■ Alıştırma görevi: Listenin başından "An outline is" ifadesini içeren satıra kadar, o satır da dahil, bütün satırları hiç değiştirmeden alıntılayın.

* * *

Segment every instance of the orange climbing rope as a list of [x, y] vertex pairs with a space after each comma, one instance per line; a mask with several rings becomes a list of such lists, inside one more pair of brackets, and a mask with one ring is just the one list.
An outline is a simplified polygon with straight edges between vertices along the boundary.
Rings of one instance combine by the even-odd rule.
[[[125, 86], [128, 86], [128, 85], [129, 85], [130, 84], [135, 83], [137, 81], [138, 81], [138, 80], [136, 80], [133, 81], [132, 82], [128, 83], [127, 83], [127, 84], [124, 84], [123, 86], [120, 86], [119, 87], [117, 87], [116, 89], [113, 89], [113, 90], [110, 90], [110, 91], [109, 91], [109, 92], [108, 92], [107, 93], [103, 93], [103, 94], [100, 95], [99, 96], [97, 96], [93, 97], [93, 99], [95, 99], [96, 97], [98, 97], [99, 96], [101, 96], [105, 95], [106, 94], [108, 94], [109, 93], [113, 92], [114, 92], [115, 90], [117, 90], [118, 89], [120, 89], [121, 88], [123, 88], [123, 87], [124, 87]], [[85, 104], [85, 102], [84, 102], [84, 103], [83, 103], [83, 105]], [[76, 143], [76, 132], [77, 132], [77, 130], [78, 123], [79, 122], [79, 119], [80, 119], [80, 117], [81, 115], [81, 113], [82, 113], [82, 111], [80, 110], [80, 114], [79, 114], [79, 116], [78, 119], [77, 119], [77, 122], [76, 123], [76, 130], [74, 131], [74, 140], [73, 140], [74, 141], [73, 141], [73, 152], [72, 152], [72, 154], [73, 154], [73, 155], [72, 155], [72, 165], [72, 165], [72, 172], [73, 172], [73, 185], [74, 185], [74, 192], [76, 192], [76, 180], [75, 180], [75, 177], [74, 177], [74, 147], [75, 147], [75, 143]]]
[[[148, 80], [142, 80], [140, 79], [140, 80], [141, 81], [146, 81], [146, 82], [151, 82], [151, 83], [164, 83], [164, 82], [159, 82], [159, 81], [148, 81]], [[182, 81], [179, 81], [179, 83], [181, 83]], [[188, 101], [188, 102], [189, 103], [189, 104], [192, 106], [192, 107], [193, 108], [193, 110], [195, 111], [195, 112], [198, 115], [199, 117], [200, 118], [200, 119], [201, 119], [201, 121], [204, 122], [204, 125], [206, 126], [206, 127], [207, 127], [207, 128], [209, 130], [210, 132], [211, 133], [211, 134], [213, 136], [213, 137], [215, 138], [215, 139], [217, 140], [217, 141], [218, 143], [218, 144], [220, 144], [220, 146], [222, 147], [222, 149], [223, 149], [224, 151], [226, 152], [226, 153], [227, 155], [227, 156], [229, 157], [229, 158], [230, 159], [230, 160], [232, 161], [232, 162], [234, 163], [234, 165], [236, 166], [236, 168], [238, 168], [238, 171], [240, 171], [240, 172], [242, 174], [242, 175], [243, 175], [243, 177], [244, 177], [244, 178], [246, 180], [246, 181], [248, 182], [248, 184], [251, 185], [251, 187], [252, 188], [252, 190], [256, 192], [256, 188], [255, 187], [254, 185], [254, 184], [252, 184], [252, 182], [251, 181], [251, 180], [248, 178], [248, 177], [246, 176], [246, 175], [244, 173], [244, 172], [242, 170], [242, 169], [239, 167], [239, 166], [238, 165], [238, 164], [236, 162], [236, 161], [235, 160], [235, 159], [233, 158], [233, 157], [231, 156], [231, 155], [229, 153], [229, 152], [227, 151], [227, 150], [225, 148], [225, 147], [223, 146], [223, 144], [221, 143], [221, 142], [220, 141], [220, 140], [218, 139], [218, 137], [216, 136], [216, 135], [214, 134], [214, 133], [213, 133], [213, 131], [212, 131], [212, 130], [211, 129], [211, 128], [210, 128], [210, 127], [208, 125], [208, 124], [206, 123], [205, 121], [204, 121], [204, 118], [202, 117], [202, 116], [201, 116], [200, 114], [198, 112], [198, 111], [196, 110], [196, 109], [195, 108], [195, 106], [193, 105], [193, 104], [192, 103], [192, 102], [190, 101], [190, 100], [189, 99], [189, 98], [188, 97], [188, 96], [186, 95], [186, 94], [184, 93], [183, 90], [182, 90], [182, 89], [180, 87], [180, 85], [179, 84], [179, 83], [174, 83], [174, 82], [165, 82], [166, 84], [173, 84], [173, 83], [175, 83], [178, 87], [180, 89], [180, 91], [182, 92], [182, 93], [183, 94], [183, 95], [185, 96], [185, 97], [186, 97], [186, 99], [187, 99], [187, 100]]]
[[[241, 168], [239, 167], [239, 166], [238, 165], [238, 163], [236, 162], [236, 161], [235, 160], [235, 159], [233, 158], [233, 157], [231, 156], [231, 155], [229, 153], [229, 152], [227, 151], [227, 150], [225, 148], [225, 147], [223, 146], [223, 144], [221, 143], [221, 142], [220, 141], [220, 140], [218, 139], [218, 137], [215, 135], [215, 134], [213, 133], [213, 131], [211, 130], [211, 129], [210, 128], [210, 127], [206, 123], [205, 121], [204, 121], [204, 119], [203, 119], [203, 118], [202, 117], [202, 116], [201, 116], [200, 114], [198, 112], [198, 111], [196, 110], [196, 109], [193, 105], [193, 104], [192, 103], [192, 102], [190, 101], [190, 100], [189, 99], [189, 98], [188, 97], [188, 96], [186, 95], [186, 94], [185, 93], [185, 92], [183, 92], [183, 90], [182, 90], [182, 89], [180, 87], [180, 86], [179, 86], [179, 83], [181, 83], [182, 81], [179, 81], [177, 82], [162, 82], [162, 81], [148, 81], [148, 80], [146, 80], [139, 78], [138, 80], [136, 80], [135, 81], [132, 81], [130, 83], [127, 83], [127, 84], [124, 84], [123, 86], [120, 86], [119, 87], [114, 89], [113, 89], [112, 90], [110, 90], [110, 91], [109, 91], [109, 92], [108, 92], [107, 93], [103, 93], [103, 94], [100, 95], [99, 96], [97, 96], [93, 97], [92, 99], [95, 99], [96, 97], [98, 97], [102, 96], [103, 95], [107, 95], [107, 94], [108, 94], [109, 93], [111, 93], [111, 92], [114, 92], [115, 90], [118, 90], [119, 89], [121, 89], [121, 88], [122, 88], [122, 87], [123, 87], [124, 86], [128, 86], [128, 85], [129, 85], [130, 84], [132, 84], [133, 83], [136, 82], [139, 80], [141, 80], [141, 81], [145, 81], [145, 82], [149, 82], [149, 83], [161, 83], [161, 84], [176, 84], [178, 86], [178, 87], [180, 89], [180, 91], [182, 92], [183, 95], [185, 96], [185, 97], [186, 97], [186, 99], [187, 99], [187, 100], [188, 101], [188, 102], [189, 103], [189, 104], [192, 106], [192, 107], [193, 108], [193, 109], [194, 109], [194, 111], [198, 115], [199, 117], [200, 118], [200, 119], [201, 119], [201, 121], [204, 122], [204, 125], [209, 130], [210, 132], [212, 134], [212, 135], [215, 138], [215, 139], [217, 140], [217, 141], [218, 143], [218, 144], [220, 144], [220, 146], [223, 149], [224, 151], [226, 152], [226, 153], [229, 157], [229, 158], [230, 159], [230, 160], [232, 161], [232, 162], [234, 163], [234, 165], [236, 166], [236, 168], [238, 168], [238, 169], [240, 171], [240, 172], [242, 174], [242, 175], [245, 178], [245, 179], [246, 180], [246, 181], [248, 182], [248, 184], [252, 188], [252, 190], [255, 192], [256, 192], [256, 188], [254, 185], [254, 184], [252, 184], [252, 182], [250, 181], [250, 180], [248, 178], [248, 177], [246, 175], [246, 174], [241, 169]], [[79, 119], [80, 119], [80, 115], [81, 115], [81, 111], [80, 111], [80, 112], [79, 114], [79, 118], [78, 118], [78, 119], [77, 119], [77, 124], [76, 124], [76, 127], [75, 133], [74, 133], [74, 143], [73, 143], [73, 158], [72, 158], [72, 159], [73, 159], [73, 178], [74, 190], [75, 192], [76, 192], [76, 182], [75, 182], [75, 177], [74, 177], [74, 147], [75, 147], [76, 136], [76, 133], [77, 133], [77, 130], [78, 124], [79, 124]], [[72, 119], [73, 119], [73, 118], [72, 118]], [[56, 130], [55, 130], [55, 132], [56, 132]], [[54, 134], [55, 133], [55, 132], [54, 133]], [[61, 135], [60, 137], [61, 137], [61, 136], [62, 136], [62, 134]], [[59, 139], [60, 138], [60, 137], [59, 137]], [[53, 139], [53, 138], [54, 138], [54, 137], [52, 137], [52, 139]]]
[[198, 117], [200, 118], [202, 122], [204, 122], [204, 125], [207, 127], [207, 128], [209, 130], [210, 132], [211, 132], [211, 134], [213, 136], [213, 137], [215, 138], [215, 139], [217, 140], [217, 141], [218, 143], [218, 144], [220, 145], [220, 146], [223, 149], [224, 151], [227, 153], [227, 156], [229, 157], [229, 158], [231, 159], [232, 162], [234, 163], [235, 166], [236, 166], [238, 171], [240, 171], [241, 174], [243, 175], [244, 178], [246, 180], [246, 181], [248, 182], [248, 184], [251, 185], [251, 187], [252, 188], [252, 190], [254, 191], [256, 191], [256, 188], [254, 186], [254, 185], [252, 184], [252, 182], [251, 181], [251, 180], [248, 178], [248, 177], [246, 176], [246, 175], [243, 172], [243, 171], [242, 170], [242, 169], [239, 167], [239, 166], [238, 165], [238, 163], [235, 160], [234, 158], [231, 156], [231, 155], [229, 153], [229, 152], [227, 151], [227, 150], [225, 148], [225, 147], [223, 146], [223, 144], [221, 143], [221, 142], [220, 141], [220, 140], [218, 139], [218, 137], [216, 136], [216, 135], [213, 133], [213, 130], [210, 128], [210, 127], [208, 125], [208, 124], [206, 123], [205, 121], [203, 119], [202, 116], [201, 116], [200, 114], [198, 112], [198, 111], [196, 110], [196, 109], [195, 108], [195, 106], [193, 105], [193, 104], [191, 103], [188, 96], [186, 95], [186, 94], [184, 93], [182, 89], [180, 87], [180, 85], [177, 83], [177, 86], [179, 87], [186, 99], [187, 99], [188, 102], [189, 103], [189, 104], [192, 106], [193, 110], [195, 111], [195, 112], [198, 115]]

* * *

■ Tamamlanan görev:
Segment every instance of the orange climbing rope as a list of [x, y] vertex pairs with a space after each comma, one instance per line; a mask with several rings becomes a list of such lists, inside one more pair of brackets, and a mask with one ring is just the one list.
An outline is a simplified polygon with straight edges between vertices along the boundary.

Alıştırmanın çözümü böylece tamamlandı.